▶ **TASK INSTRUCTIONS**
#1 Using the Layne Beaubien article below, decide whether each statement agrees with it: (a) Beaubien majored in History at Stanford; (b) the U.S. team won the bronze medal at the 2004 Athens Olympics; (c) Croatia won the gold medal at the 2012 Olympics. Answer yes or no for each and quote the words of the article that decide it.
#2 Extend the article on Layne Beaubien below, starting after its final sentence.

▶ **EXCERPT**
..............................

Layne Beaubien

Personal information
- Full name: Ronald Layne Beaubien
- Born: July 4, 1976 (age 50) Coronado, California, U.S.
- Height: 198 cm (6 ft 6 in)
- Weight: 100 kg (220 lb)

Sport
- Sport: Water Polo
- Position: Center Defender (WP) (Set Guard, Hole Defender)
- College team: Stanford University
- Club: New York Athletic Club
- Coached by: Dante Dettamanti (Stanford)

Medal record
Men's water polo
Representing the United States
Olympic Games
| Silver medal – second place | 2008 Beijing | Team |
Pan American Games
| Gold medal – first place | 2011 Guadalajara | Team |

= Layne Beaubien =

American water polo player (born 1976)

Ronald Layne Beaubien (born July 4, 1976) is an American water polo player. He was a member of the United States men's national water polo team at the 2008 Beijing Olympics, that won a silver medal in the final championship game, losing to the team from Hungary that won the gold.

Beaubien was born July 4, 1976 in Coronado, California and attended Coronado High School, graduating in the class of 1994. At Coronado High, in 1993 he was honored as the CIF Player of the year.

== Stanford University ==
Graduating in 1999 with a major in History, Beaubien attended Stanford University where he was an All-American in 1997 and 1998 and was trained and mentored by Head Coach Dante Dettamanti. A long-serving coach, Dettamanti managed water polo at Stanford from 1977-2001. Under Dettamanti's training and direction, Beaubien helped lead the team to the NCAA national championship in 1994. While playing water polo for Stanford, Beaubien was the 1998 Player of the Year in the Mountain Pacific Sports Federation (MPSF).

==2004-2012 Olympics==
Beaubien competed in the 2004 Athens Olympics where the U.S. team tied for seventh place overall, Hungary took the gold, Serbia and Montenegro the silver, and the Russian Federation took the bronze.

He participated in the Beijing 2008 Olympics in the men's water polo team competition where the U.S. team won the silver medal. Hungary took the gold medal and Serbia took the bronze. The medal was the first for the U.S. in water polo after a 20 year drought.

He later competed in the 2012 Olympics, where the U.S. placed eighth overall, Croatia took the gold medal, Italy took the silver, and Serbia took the bronze.

..............................

▶ **RECORDS SHOWN**
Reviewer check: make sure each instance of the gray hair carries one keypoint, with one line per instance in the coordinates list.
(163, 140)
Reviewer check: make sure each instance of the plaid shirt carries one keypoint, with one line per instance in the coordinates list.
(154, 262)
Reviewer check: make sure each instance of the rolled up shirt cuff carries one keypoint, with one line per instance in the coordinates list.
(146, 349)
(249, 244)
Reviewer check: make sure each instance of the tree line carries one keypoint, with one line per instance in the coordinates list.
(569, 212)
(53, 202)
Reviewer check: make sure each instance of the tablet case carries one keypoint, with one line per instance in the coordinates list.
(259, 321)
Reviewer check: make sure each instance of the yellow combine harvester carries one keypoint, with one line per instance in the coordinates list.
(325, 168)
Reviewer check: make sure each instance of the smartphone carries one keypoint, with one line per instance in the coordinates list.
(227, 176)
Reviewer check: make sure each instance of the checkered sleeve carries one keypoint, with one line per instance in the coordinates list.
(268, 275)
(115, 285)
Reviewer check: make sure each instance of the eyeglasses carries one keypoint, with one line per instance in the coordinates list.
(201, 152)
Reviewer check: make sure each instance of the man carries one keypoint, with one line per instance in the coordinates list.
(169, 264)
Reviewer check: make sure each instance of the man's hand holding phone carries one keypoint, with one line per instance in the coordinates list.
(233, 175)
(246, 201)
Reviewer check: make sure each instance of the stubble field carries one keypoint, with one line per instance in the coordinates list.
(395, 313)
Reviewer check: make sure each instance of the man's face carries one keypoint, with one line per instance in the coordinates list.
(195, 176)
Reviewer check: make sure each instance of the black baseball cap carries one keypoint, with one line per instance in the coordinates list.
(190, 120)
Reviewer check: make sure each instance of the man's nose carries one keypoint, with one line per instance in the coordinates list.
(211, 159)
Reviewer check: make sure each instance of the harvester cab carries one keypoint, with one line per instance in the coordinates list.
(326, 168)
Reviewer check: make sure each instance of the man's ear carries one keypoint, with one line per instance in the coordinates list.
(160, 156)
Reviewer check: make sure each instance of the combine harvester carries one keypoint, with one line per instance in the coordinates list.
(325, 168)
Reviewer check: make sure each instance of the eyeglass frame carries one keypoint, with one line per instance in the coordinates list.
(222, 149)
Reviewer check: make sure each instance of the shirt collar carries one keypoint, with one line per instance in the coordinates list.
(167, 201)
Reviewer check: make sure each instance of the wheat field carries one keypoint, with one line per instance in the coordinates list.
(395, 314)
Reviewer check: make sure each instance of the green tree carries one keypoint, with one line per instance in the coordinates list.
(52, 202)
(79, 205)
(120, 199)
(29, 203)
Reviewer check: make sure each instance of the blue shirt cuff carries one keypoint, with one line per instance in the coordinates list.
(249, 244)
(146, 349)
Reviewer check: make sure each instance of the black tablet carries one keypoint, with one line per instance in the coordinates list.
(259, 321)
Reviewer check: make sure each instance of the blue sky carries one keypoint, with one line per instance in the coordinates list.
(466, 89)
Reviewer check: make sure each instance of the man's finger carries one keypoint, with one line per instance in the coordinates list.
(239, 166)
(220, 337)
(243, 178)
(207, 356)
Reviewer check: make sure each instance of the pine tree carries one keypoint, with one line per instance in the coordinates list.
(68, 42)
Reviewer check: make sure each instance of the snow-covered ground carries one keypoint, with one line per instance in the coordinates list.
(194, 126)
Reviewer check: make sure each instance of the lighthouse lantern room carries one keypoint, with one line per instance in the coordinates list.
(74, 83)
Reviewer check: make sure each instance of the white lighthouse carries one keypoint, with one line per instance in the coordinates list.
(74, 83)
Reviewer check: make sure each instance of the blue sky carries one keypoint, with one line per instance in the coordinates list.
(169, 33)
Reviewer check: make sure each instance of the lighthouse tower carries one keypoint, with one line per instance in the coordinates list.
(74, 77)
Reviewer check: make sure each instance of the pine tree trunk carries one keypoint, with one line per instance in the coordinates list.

..............................

▶ **TASK ANSWERS**
#1
(a) Yes: "Graduating in 1999 with a major in History"
(b) No: "the U.S. team tied for seventh place overall"
(c) Yes: "Croatia took the gold medal"

#2
===International highlights===
Considered to be one of the world's most talented players on both offense and defense, Beaubien boasted one of the strongest shooting arms on Team USA for over a decade. During his 15-year career he competed in three Summer Olympic Games, five World Championships (Fukuoka '01, Barcelona '03, Melbourne '07, Rome '09, Shanghai '11), and played in the professional leagues of Hungary, Greece, France, and Brazil. In 2008 he became the first American in the sports history to win National Club Championships on three continents, which included a championship with the New York Athletic Club in the U.S. in 2005, the Fluminense team in Brazil in 2006, and team Marseille, in France in 2008. In 1999, he played for the Hungarian team KSI, as one of the few Americans to represent a Hungarian team.

In addition to winning the silver medal at the 2008 Olympic Games, Beaubien is a three-time Pan-American Gold medalist, in Santo Domingo 2003, Rio de Janeiro 2007, and Guadalajara in 2011.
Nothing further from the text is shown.